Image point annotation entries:
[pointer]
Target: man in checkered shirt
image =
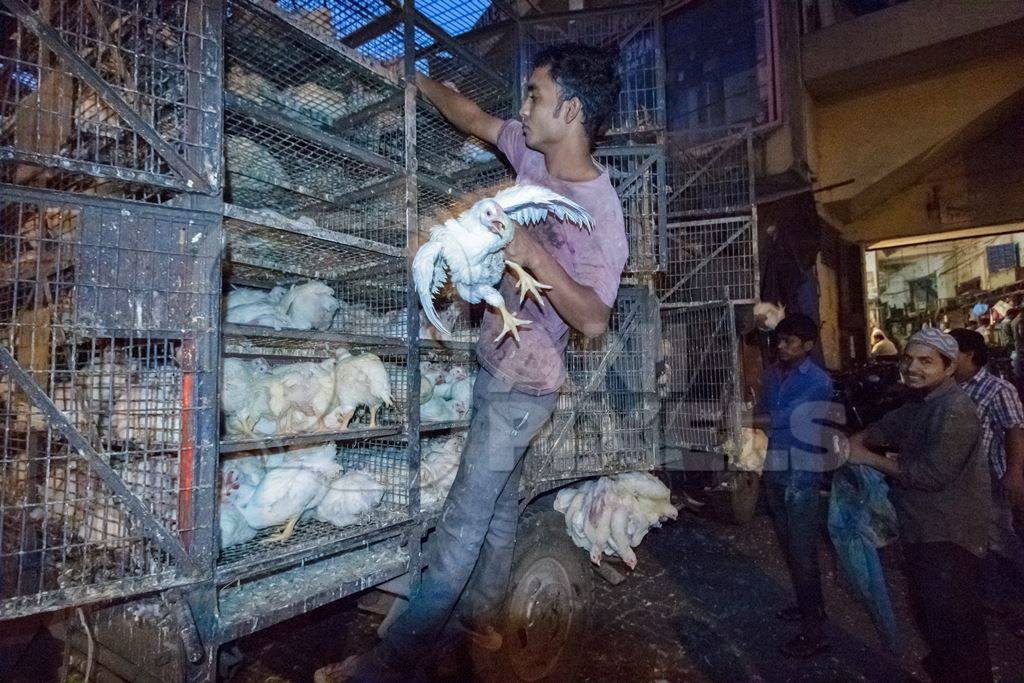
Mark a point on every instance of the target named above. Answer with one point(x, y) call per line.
point(1003, 440)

**What you have to do**
Recast every line of the entries above as a numbered list, skipping blank lines. Leave the pictures out of your answer.

**Exercise result**
1. [pointer]
2. Target: man in checkered shirt
3. image =
4. Mark a point on every instance of the target named above. Answer with one point(x, y) call per line.
5. point(1003, 440)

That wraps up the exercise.